• CHALLENGE: Place the data, from the line containing "the aloe plant?" through the end of the data, into a Markdown table with the columns Number and Text. Number each line and omit blank lines.
# # #
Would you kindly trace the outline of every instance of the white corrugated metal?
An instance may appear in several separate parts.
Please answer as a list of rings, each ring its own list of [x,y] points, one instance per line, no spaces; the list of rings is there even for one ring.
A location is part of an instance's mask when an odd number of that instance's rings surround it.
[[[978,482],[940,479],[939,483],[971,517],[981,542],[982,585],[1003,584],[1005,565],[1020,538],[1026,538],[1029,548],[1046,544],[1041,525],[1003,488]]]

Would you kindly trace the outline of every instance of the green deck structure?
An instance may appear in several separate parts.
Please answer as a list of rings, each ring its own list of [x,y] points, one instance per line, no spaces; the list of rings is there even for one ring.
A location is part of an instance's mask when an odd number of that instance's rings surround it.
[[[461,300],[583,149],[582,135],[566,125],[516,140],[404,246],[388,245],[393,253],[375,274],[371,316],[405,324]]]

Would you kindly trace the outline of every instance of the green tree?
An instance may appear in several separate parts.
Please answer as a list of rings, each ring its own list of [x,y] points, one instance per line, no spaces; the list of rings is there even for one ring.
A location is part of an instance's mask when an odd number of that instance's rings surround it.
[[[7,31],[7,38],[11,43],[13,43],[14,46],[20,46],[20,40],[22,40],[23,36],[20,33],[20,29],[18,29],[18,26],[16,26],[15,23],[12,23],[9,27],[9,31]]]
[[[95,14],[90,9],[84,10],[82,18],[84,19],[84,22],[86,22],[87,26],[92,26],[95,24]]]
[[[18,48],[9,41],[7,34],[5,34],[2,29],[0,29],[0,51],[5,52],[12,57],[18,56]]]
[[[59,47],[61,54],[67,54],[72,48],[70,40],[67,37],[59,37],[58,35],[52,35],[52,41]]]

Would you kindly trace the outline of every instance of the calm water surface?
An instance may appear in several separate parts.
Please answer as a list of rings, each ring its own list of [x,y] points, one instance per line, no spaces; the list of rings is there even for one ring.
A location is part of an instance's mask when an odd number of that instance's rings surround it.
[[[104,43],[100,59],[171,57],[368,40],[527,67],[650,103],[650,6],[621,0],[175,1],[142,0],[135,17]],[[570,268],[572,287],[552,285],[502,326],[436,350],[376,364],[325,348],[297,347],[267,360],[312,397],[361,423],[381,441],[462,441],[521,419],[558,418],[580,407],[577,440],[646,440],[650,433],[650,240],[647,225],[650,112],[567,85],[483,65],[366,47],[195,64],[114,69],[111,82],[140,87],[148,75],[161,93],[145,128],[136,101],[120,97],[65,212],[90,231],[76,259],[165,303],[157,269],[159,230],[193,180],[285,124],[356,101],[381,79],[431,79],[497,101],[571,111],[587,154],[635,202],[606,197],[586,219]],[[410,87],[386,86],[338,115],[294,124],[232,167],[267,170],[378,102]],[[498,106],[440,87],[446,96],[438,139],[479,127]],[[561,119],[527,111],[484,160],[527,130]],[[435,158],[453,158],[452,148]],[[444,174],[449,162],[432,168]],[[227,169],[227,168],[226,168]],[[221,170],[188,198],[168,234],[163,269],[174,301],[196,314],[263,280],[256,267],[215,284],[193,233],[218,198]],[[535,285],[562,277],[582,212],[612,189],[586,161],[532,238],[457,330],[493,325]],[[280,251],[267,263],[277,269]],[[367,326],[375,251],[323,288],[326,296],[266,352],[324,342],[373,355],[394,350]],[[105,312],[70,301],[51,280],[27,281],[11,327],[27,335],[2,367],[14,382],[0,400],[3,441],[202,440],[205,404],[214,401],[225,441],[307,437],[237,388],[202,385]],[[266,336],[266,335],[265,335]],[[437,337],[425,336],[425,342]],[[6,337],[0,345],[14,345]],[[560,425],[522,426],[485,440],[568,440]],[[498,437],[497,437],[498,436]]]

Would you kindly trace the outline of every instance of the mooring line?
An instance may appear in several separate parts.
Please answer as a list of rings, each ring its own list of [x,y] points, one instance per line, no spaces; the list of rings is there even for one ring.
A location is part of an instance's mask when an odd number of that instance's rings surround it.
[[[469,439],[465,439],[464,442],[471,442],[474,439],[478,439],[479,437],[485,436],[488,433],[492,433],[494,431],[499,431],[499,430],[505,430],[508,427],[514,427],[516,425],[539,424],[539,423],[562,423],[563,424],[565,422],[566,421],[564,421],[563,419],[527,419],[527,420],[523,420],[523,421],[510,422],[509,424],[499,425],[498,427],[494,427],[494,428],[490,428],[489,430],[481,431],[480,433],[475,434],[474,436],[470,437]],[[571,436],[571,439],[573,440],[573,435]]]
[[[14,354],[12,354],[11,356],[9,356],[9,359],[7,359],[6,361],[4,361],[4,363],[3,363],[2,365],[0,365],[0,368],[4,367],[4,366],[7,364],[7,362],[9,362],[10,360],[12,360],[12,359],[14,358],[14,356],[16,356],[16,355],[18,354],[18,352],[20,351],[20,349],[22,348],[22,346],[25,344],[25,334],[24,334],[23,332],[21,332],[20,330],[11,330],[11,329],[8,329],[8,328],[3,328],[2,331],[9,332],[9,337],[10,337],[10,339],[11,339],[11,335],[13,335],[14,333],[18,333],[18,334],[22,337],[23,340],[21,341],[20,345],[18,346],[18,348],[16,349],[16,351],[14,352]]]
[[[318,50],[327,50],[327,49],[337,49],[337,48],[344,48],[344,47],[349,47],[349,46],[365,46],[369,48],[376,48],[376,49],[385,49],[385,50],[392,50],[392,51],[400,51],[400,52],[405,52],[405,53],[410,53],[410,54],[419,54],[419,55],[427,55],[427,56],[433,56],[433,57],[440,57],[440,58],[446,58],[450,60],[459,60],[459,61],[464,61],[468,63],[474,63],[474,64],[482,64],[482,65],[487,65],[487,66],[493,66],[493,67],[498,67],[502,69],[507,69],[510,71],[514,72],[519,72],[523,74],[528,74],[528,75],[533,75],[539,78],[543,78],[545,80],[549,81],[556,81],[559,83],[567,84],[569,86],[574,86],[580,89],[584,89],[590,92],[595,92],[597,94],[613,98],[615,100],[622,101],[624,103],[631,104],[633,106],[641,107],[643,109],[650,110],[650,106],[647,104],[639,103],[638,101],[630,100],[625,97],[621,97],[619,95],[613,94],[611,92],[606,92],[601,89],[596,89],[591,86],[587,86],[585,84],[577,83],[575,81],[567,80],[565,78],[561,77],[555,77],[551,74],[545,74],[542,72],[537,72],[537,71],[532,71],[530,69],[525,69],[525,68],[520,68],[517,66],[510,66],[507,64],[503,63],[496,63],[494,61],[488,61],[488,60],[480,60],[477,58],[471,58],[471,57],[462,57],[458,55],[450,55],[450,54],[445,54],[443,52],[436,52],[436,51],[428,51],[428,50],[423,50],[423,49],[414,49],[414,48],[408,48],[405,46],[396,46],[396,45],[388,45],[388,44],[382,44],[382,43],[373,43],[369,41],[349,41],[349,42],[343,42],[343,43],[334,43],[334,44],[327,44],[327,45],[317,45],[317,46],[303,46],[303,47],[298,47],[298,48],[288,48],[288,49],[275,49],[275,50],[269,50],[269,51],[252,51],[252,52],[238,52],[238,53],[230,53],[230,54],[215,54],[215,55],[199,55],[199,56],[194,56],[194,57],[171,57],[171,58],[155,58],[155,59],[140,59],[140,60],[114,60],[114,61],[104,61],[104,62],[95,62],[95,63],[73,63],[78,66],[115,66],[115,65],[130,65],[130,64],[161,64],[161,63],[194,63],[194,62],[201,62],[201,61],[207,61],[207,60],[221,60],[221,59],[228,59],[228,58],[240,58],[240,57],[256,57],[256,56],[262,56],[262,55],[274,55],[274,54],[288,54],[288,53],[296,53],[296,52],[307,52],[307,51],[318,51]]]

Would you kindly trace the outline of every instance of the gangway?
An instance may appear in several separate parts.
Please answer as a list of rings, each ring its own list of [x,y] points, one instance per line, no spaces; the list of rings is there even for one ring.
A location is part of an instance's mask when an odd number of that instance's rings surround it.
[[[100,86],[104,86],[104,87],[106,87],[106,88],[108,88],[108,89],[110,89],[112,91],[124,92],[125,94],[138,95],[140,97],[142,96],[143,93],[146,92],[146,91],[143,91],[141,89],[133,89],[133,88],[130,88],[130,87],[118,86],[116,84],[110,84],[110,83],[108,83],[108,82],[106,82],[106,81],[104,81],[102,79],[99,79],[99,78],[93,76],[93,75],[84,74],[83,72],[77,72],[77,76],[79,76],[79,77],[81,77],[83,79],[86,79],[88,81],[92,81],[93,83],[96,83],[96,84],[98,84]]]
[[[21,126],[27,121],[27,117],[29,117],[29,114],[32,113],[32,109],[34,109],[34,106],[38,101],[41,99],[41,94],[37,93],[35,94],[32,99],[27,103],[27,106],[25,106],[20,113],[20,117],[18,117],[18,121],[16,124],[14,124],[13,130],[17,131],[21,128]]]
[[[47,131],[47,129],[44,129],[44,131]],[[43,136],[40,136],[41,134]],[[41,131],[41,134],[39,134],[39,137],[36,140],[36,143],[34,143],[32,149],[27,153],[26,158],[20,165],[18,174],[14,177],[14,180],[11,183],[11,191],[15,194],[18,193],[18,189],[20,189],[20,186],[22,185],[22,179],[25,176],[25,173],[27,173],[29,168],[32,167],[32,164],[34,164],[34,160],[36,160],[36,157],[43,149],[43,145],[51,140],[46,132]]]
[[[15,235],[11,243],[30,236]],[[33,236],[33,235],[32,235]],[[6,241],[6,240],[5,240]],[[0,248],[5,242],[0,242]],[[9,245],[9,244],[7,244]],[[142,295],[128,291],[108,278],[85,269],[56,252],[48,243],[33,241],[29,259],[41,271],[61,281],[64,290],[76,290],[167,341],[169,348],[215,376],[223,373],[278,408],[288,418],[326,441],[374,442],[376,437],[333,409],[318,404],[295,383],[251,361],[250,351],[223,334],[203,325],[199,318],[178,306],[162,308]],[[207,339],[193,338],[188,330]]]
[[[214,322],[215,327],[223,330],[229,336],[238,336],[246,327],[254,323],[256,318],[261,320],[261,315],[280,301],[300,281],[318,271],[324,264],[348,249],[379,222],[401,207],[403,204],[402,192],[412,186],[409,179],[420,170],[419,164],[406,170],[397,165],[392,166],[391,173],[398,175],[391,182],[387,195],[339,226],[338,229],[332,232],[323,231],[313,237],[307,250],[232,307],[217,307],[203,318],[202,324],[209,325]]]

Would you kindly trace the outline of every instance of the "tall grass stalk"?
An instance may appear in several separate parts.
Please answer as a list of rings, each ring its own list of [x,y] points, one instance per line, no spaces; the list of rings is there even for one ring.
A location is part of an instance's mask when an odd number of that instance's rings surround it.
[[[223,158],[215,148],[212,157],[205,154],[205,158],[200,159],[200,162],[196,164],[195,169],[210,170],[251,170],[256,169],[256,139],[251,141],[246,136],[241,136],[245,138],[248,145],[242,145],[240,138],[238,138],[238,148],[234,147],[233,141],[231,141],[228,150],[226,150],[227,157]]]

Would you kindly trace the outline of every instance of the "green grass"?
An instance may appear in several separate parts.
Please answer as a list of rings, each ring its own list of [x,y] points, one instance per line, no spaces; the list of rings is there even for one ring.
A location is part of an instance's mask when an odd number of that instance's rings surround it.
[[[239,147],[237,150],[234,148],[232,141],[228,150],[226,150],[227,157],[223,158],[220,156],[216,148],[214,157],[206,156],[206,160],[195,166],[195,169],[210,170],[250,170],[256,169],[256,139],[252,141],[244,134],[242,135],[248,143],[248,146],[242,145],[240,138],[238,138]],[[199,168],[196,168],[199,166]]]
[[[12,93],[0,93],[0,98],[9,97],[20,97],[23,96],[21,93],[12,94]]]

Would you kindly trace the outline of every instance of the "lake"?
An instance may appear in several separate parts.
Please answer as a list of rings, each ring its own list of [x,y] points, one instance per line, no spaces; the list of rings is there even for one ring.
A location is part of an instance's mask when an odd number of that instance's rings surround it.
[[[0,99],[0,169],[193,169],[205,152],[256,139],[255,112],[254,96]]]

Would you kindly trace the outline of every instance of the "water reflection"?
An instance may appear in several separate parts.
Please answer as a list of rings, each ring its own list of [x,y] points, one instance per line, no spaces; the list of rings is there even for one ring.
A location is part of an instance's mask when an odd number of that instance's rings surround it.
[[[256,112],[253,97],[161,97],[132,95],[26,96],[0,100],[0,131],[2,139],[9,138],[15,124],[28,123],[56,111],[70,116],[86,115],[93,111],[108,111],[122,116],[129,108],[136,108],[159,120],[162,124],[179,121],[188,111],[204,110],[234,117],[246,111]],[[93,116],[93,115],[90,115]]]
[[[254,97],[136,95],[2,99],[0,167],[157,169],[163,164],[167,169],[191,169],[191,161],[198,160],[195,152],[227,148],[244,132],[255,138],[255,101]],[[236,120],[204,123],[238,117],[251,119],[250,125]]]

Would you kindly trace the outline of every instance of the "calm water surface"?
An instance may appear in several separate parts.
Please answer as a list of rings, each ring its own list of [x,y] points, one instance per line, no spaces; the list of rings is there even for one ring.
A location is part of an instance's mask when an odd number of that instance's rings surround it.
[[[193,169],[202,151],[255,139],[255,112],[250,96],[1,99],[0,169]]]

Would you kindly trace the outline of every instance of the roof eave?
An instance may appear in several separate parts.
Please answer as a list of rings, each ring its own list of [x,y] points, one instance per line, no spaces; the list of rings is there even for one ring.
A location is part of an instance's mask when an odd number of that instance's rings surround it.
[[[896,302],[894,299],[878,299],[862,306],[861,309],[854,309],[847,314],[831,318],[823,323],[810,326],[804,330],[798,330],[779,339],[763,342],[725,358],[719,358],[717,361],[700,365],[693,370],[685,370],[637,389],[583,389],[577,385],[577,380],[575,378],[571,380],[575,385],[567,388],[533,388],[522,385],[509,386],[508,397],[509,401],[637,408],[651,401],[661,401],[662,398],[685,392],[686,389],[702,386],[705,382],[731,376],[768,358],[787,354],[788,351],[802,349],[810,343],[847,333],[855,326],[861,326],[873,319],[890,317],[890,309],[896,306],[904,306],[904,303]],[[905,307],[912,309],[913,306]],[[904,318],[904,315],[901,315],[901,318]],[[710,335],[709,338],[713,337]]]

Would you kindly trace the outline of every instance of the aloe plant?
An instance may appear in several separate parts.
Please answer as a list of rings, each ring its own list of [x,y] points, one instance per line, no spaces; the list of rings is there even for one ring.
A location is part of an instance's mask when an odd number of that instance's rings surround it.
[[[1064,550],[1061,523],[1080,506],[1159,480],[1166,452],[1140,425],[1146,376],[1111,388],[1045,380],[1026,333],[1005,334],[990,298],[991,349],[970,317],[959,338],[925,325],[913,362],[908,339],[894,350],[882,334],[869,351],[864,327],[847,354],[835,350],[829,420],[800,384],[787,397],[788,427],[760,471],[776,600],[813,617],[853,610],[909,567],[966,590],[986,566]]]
# # #
• RESULT OF THIS TASK:
| Number | Text |
|---|---|
| 1 | Would you kindly trace the outline of every instance of the aloe plant? |
| 2 | An instance may appear in several separate parts. |
| 3 | Please answer as a list of rings, each ring its own list of [x,y] points, one instance per line, no spaces; the list of rings is there even for one ring. |
| 4 | A location is part of an instance's mask when an odd number of that instance's rings surround it. |
| 5 | [[[1064,550],[1061,523],[1080,506],[1159,480],[1166,452],[1140,425],[1146,376],[1111,388],[1045,380],[1026,333],[1005,334],[990,298],[991,349],[970,317],[959,338],[925,325],[913,362],[908,339],[894,350],[882,334],[869,351],[864,327],[847,354],[835,350],[829,420],[800,384],[787,397],[788,427],[760,471],[776,600],[813,617],[853,610],[909,567],[966,590],[986,566]]] |